*** Source material ***

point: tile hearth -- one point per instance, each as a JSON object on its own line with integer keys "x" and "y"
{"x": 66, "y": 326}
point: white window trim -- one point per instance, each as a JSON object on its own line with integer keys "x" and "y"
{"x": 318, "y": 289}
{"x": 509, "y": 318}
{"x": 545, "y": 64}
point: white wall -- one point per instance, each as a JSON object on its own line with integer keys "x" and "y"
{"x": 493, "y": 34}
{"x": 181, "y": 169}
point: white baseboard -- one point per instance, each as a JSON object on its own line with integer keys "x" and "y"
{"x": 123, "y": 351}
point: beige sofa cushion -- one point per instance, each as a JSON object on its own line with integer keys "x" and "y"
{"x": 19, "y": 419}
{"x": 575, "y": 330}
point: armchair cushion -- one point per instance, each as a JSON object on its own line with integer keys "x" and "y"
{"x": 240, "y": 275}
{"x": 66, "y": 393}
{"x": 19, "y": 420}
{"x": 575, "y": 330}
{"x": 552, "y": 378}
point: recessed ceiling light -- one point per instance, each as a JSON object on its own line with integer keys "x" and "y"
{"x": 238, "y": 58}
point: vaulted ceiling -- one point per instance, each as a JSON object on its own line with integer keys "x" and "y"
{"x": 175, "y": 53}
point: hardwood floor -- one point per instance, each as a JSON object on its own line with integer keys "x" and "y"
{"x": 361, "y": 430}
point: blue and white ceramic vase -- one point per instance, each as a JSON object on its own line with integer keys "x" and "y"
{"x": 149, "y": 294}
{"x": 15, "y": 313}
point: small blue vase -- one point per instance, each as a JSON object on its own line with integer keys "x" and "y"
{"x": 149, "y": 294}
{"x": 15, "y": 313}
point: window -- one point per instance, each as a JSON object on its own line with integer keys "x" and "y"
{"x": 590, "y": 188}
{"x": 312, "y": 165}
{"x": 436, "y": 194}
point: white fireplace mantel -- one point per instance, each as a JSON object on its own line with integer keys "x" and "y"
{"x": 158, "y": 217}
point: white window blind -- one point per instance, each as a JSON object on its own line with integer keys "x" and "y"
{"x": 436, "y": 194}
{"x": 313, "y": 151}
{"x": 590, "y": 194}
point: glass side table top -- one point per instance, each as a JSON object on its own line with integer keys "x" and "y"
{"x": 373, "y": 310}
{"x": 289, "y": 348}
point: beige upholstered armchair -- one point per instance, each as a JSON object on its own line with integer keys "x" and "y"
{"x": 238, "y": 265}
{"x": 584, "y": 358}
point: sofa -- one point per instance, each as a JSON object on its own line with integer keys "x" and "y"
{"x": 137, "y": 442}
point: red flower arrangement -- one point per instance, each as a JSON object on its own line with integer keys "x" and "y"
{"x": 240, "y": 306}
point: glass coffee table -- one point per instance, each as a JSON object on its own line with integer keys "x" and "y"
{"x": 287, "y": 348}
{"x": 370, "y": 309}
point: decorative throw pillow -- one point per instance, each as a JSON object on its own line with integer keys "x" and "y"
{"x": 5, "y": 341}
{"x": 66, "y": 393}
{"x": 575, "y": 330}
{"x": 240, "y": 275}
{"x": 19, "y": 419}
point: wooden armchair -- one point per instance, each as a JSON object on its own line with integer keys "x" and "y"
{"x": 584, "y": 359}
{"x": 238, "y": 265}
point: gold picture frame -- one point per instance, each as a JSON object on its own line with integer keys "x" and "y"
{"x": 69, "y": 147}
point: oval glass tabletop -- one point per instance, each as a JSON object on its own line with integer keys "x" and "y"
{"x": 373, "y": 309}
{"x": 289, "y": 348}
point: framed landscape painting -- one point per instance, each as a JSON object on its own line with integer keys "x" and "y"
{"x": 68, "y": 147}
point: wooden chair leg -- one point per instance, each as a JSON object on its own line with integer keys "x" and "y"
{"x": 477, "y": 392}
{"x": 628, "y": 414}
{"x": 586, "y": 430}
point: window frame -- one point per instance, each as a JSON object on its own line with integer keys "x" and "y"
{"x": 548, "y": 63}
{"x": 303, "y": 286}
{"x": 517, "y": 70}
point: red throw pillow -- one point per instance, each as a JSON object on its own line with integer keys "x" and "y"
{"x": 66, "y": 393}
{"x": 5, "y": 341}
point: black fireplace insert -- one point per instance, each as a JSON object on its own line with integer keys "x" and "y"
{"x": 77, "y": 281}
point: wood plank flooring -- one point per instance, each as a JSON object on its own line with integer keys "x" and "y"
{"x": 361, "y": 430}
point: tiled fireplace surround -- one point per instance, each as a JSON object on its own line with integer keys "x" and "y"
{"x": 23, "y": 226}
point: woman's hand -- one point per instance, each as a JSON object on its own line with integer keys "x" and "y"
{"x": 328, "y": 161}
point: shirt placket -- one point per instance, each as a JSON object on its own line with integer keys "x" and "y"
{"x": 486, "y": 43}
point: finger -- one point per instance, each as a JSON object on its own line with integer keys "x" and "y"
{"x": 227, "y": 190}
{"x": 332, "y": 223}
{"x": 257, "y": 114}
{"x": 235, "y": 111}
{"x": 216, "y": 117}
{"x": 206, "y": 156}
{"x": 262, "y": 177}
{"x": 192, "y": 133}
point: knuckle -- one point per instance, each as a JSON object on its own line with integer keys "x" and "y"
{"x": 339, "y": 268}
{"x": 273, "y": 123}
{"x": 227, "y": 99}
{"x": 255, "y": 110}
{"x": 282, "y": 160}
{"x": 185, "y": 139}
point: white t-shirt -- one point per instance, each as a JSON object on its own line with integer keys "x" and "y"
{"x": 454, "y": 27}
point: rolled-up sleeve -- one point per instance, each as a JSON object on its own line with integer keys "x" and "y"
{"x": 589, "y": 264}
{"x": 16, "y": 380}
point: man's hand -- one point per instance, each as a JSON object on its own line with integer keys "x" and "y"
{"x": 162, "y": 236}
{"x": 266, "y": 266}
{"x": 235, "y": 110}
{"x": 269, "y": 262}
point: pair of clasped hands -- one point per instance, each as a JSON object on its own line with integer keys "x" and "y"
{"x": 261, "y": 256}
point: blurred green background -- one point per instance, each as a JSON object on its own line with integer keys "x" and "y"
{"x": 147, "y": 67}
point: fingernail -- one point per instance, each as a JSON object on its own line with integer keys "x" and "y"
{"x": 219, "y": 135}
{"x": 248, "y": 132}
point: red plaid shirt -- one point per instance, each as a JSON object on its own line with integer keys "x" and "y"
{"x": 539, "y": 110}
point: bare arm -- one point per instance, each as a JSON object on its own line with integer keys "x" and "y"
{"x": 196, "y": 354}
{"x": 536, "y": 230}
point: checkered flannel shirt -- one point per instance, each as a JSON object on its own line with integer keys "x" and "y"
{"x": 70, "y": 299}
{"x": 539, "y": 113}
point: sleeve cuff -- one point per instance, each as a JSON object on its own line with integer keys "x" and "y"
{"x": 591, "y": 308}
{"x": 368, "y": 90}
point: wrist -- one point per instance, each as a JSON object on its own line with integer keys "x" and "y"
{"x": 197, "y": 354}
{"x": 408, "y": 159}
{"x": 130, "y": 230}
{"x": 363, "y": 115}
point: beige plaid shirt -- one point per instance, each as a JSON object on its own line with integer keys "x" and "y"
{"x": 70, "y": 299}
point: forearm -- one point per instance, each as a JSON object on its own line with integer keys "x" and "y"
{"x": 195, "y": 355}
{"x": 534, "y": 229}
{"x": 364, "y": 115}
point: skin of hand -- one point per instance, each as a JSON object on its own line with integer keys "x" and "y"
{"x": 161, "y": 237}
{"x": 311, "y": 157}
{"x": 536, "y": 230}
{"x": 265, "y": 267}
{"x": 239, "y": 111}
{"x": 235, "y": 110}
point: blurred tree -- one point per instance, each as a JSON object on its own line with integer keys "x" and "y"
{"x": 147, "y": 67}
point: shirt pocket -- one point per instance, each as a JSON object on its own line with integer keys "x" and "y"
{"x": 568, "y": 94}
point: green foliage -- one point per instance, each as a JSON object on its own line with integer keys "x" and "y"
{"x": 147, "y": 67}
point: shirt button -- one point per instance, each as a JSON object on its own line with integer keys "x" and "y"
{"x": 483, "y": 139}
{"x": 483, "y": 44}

*** End of Source material ***

Each line from the one containing "point: shirt button" through the last line of the entries is to be copied exactly, with no other lines added.

• Result below
point: shirt button -- one point per instance, each as a JSON object on its own line with integer keys "x" and "y"
{"x": 483, "y": 139}
{"x": 483, "y": 44}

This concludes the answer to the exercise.